-- Given entries --
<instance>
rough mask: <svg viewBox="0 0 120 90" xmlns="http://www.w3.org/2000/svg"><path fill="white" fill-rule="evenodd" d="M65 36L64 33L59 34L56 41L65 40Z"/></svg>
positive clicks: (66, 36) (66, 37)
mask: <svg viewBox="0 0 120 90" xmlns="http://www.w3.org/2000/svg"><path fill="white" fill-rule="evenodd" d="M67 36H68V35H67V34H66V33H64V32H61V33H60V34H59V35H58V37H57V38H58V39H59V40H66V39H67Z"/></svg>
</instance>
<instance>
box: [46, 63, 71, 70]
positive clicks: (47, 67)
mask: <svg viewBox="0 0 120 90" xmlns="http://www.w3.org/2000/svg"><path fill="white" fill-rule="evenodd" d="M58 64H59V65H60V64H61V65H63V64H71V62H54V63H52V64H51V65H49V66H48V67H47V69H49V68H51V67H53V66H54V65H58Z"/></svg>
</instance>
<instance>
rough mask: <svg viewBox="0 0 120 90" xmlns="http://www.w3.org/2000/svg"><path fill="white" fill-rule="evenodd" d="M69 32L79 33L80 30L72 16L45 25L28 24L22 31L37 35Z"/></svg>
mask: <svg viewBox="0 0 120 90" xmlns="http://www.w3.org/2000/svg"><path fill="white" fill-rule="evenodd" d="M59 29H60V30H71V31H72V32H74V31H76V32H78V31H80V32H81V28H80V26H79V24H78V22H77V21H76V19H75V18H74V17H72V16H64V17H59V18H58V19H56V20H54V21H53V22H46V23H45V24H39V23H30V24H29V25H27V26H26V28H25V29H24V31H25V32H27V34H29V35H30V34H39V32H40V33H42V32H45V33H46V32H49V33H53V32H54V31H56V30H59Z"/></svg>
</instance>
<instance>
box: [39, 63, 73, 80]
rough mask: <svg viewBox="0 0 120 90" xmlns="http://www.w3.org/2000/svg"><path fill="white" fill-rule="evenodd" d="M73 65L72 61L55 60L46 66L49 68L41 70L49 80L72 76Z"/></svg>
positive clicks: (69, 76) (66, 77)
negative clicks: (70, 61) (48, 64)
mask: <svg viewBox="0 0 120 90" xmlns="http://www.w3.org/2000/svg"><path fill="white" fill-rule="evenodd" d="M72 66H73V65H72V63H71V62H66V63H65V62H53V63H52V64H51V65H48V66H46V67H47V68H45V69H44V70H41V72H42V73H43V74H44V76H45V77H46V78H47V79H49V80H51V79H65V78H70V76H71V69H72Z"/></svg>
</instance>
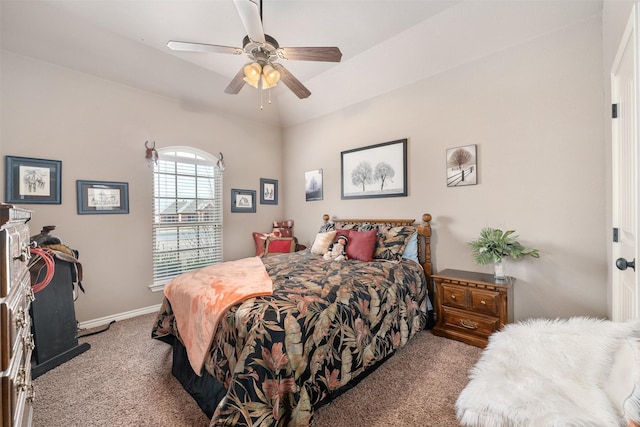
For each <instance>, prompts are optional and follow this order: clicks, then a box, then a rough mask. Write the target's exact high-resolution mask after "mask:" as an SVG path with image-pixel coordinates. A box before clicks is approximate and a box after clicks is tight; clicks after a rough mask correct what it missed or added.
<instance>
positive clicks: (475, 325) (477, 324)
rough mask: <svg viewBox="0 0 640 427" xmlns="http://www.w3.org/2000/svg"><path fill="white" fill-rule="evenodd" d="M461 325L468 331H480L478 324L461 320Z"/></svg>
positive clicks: (469, 320)
mask: <svg viewBox="0 0 640 427" xmlns="http://www.w3.org/2000/svg"><path fill="white" fill-rule="evenodd" d="M460 324H461V325H462V326H464V327H465V328H467V329H478V323H476V322H472V321H471V320H467V319H460Z"/></svg>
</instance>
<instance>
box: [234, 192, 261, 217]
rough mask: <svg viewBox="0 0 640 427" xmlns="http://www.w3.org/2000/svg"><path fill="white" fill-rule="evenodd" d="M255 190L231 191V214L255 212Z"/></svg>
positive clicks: (255, 199)
mask: <svg viewBox="0 0 640 427" xmlns="http://www.w3.org/2000/svg"><path fill="white" fill-rule="evenodd" d="M255 211H256V191H255V190H235V189H233V190H231V212H255Z"/></svg>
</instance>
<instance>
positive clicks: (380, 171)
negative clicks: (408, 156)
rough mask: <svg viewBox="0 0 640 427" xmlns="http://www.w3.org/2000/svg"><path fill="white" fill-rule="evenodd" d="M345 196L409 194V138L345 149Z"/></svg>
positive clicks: (401, 194) (345, 196) (384, 196)
mask: <svg viewBox="0 0 640 427" xmlns="http://www.w3.org/2000/svg"><path fill="white" fill-rule="evenodd" d="M341 161H342V165H341V170H342V198H343V199H366V198H371V197H402V196H406V195H407V140H406V139H399V140H397V141H391V142H385V143H382V144H377V145H370V146H368V147H362V148H356V149H353V150H347V151H343V152H342V153H341Z"/></svg>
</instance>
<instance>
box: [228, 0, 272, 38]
mask: <svg viewBox="0 0 640 427" xmlns="http://www.w3.org/2000/svg"><path fill="white" fill-rule="evenodd" d="M258 1H259V0H258ZM233 3H234V4H235V5H236V9H237V10H238V14H239V15H240V20H241V21H242V25H243V26H244V29H245V31H246V32H247V36H249V39H251V40H252V41H254V42H260V43H264V42H265V39H264V29H263V28H262V17H261V16H260V10H259V9H260V8H259V7H258V3H256V2H254V1H252V0H233Z"/></svg>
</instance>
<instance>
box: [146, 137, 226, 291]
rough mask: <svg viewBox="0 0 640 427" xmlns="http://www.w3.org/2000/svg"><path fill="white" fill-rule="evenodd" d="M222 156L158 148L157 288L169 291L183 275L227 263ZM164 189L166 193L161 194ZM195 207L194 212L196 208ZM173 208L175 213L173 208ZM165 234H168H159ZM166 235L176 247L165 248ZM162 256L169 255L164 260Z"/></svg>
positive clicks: (150, 286) (202, 151) (153, 283)
mask: <svg viewBox="0 0 640 427" xmlns="http://www.w3.org/2000/svg"><path fill="white" fill-rule="evenodd" d="M217 161H218V159H217V158H216V157H215V156H213V155H212V154H210V153H207V152H206V151H203V150H200V149H197V148H194V147H188V146H172V147H165V148H161V149H158V162H157V163H155V164H154V166H153V179H152V221H151V224H152V283H151V285H150V286H149V287H150V289H151V290H152V291H154V292H157V291H162V290H164V286H165V285H166V284H167V283H169V282H170V281H171V280H173V278H174V277H176V276H178V275H179V274H182V273H184V272H187V271H192V270H196V269H198V268H201V267H203V266H205V265H210V264H215V263H219V262H222V252H223V244H222V243H223V241H222V236H223V212H224V209H223V204H224V201H223V185H222V170H220V169H219V168H218V166H217ZM167 162H168V163H167ZM171 165H172V166H171ZM199 186H202V188H203V190H202V191H201V190H200V188H199ZM162 192H164V194H160V193H162ZM205 194H207V195H208V197H205V196H204V195H205ZM200 206H203V207H202V208H200ZM190 208H193V210H194V212H190V211H189V209H190ZM172 209H173V210H175V213H171V212H168V211H171V210H172ZM182 209H184V210H183V211H181V210H182ZM163 217H164V219H165V220H162V218H163ZM172 229H173V231H172ZM161 230H165V232H164V233H163V232H162V231H161ZM161 234H164V235H165V237H166V238H165V239H161V238H159V236H160V235H161ZM161 240H164V243H165V244H167V245H175V246H176V247H175V249H169V250H167V249H166V248H163V249H160V248H159V246H158V242H159V241H161ZM183 242H184V243H183ZM203 242H206V243H203ZM161 257H162V258H164V260H163V261H162V262H158V260H159V259H160V258H161ZM172 264H173V265H172ZM176 264H177V265H176Z"/></svg>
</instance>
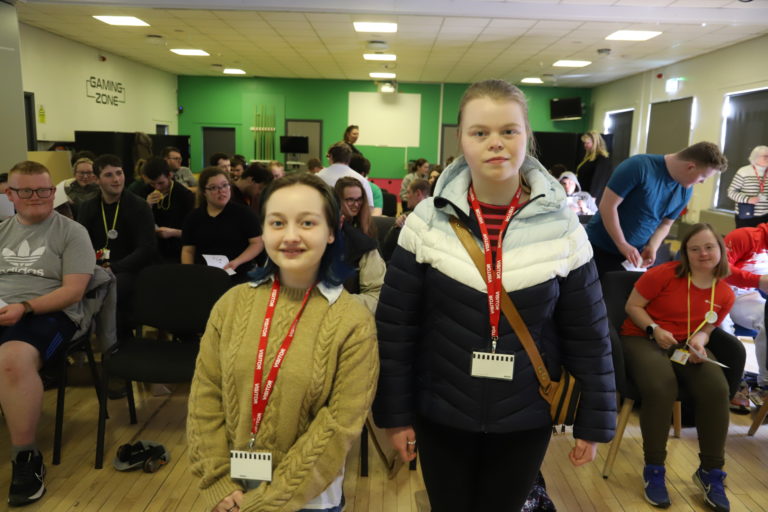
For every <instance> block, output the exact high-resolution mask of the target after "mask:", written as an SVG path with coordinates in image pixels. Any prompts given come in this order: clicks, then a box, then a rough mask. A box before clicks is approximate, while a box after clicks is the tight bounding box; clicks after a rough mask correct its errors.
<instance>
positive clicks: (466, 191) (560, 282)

-- Directions --
Retype all of the material above exactly; the pictures stay out.

-- Response to this exercise --
<instance>
rough mask: <svg viewBox="0 0 120 90" xmlns="http://www.w3.org/2000/svg"><path fill="white" fill-rule="evenodd" d="M65 36L64 33L59 34L56 41L65 40Z"/></svg>
positive clicks: (66, 36) (66, 37)
mask: <svg viewBox="0 0 120 90" xmlns="http://www.w3.org/2000/svg"><path fill="white" fill-rule="evenodd" d="M67 36H68V35H67V34H66V33H64V32H61V33H60V34H59V35H58V37H57V38H58V39H59V40H66V39H67Z"/></svg>
</instance>
<instance>
box: [46, 63, 71, 70]
positive clicks: (47, 67)
mask: <svg viewBox="0 0 120 90" xmlns="http://www.w3.org/2000/svg"><path fill="white" fill-rule="evenodd" d="M58 64H59V65H60V64H61V65H63V64H71V62H54V63H52V64H51V65H49V66H48V67H47V69H49V68H51V67H53V66H54V65H58Z"/></svg>
</instance>
<instance>
rough mask: <svg viewBox="0 0 120 90" xmlns="http://www.w3.org/2000/svg"><path fill="white" fill-rule="evenodd" d="M69 32L79 33L80 30L72 16L45 25L28 24L22 31L37 35Z"/></svg>
mask: <svg viewBox="0 0 120 90" xmlns="http://www.w3.org/2000/svg"><path fill="white" fill-rule="evenodd" d="M59 29H60V30H71V31H72V32H74V31H76V32H78V31H80V32H81V28H80V26H79V24H78V22H77V21H76V19H75V18H74V17H72V16H64V17H59V18H58V19H56V20H54V21H53V22H46V23H45V24H39V23H30V24H29V25H27V26H26V28H25V29H24V31H25V32H27V34H29V35H30V34H39V32H40V33H42V32H45V33H46V32H49V33H53V32H54V31H56V30H59Z"/></svg>
</instance>
<instance>
box: [39, 63, 73, 80]
rough mask: <svg viewBox="0 0 120 90" xmlns="http://www.w3.org/2000/svg"><path fill="white" fill-rule="evenodd" d="M73 65L72 61L55 60L46 66L49 68L41 70L49 80L72 76Z"/></svg>
positive clicks: (69, 76) (66, 77)
negative clicks: (70, 61) (48, 64)
mask: <svg viewBox="0 0 120 90" xmlns="http://www.w3.org/2000/svg"><path fill="white" fill-rule="evenodd" d="M72 66H73V65H72V63H71V62H66V63H65V62H53V63H52V64H51V65H48V66H46V67H47V68H45V69H44V70H41V72H42V73H43V74H44V76H45V77H46V78H47V79H49V80H51V79H65V78H70V76H71V69H72Z"/></svg>
</instance>
For each <instance>, prompts are optional and follow this order: clicks, then a box, then a rough mask. Write the target's exact high-resolution mask after "mask:" as an SVG path with image-pixel coordinates. A box before clicks is approximate and a box after clicks is tight; clicks after a rough mask correct what it missed or added.
<instance>
positive clicks: (475, 325) (477, 324)
rough mask: <svg viewBox="0 0 640 427" xmlns="http://www.w3.org/2000/svg"><path fill="white" fill-rule="evenodd" d="M461 325L468 331H480L478 324L461 320Z"/></svg>
positive clicks: (469, 320)
mask: <svg viewBox="0 0 640 427" xmlns="http://www.w3.org/2000/svg"><path fill="white" fill-rule="evenodd" d="M460 324H461V325H462V326H464V327H465V328H467V329H478V323H476V322H472V321H471V320H467V319H460Z"/></svg>
</instance>
<instance>
box: [234, 192, 261, 217]
rough mask: <svg viewBox="0 0 640 427" xmlns="http://www.w3.org/2000/svg"><path fill="white" fill-rule="evenodd" d="M255 190L231 191V214L255 212Z"/></svg>
positive clicks: (255, 199)
mask: <svg viewBox="0 0 640 427" xmlns="http://www.w3.org/2000/svg"><path fill="white" fill-rule="evenodd" d="M255 211H256V191H255V190H235V189H233V190H231V212H255Z"/></svg>
</instance>
<instance>
positive clicks: (380, 171)
negative clicks: (408, 156)
rough mask: <svg viewBox="0 0 640 427" xmlns="http://www.w3.org/2000/svg"><path fill="white" fill-rule="evenodd" d="M345 196L409 194V138L345 149Z"/></svg>
positive clicks: (401, 194) (345, 196) (384, 196)
mask: <svg viewBox="0 0 640 427" xmlns="http://www.w3.org/2000/svg"><path fill="white" fill-rule="evenodd" d="M341 161H342V165H341V170H342V198H343V199H366V198H371V197H402V196H406V195H407V140H406V139H399V140H397V141H391V142H385V143H382V144H377V145H370V146H368V147H362V148H356V149H353V150H347V151H343V152H342V153H341Z"/></svg>
</instance>
<instance>
box: [228, 0, 272, 38]
mask: <svg viewBox="0 0 640 427" xmlns="http://www.w3.org/2000/svg"><path fill="white" fill-rule="evenodd" d="M258 1H259V0H258ZM233 3H234V4H235V5H236V9H237V10H238V14H239V15H240V20H241V21H242V25H243V26H244V29H245V31H246V32H247V36H249V39H251V40H252V41H254V42H260V43H264V42H265V39H264V29H263V28H262V17H261V16H260V10H259V9H260V8H259V7H258V3H256V2H254V1H252V0H233Z"/></svg>
</instance>
<instance>
box: [146, 137, 226, 291]
rough mask: <svg viewBox="0 0 640 427" xmlns="http://www.w3.org/2000/svg"><path fill="white" fill-rule="evenodd" d="M222 156L158 148L157 288L169 291L183 275L227 263ZM164 189L166 193L161 194ZM195 207L194 212L196 208ZM173 208L175 213L173 208ZM165 234H168H159ZM166 235L176 247L165 248ZM162 256L169 255L164 260Z"/></svg>
positive clicks: (150, 286) (202, 151) (153, 283)
mask: <svg viewBox="0 0 640 427" xmlns="http://www.w3.org/2000/svg"><path fill="white" fill-rule="evenodd" d="M217 161H218V159H217V158H216V157H215V156H213V155H212V154H210V153H207V152H206V151H203V150H200V149H197V148H194V147H188V146H172V147H165V148H161V149H158V162H157V163H155V164H154V166H153V179H152V221H151V224H152V283H151V285H150V286H149V287H150V289H151V290H152V291H154V292H157V291H162V290H164V286H165V285H166V284H167V283H169V282H170V281H171V280H173V278H174V277H176V276H178V275H179V274H182V273H184V272H187V271H192V270H196V269H198V268H201V267H203V266H205V265H210V264H215V263H219V262H222V252H223V244H222V243H223V241H222V236H223V212H224V209H223V204H224V201H223V185H222V170H220V169H219V168H218V166H217ZM167 162H168V163H167ZM171 165H172V166H171ZM199 186H202V188H203V190H202V191H201V190H200V188H199ZM162 192H164V194H160V193H162ZM205 194H207V195H208V197H205V196H204V195H205ZM200 206H203V207H202V208H200ZM190 208H193V210H194V212H190V211H189V209H190ZM172 209H173V210H175V213H171V212H168V211H171V210H172ZM182 209H184V210H183V211H181V210H182ZM163 217H164V219H165V220H162V218H163ZM172 229H173V231H172ZM161 230H165V232H164V233H163V232H162V231H161ZM161 234H164V235H165V237H166V238H165V239H161V238H159V236H160V235H161ZM161 240H164V243H165V244H167V245H175V246H176V247H175V249H169V250H167V249H166V248H163V249H160V248H159V246H158V242H159V241H161ZM183 242H184V243H183ZM203 242H206V243H203ZM161 257H162V258H164V260H163V261H162V262H158V260H159V259H160V258H161ZM172 264H173V265H172ZM176 264H177V265H176Z"/></svg>
</instance>
For every <instance> block, output the exact high-resolution mask of the target after "mask:", written as an SVG path with coordinates in image pixels. Any prompts given come in this order: clicks, then a box, then a rough mask. A box before clicks is approximate, while a box after clicks is the tight bounding box; clicks after a rough mask correct its errors.
<instance>
positive clicks: (466, 191) (560, 282)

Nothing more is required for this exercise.